§ **PROBLEM STATEMENT**
Scan the entries for lines with the word "woman", then copy those lines.

§ **ENTRIES PROVIDED**
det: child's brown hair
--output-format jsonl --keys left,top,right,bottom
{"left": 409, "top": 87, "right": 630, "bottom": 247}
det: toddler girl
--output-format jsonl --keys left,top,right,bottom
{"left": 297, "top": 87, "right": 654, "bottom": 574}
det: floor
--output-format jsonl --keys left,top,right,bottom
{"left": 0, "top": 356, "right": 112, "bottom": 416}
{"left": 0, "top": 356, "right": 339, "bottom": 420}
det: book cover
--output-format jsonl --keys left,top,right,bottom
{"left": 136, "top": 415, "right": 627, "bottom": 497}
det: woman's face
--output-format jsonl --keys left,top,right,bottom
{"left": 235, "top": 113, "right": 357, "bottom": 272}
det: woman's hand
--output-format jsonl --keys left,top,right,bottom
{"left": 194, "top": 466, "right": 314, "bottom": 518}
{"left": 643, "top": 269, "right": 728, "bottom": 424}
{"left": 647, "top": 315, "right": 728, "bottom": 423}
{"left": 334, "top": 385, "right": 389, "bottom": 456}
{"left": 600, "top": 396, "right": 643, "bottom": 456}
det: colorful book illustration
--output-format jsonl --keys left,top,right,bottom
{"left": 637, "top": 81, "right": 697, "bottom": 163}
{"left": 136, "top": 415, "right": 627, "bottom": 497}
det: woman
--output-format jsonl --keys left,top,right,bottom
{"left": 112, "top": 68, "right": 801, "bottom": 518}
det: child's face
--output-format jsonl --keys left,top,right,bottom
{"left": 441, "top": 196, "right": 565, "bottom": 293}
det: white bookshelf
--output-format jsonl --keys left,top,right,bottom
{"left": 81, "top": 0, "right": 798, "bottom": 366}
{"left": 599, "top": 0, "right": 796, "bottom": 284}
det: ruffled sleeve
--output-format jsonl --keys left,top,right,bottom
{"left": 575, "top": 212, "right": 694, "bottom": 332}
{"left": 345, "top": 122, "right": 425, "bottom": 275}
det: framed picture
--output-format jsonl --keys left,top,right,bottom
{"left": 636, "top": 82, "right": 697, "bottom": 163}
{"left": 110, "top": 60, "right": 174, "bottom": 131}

§ **RESPONSE BOX**
det: woman's face
det: woman's hand
det: woman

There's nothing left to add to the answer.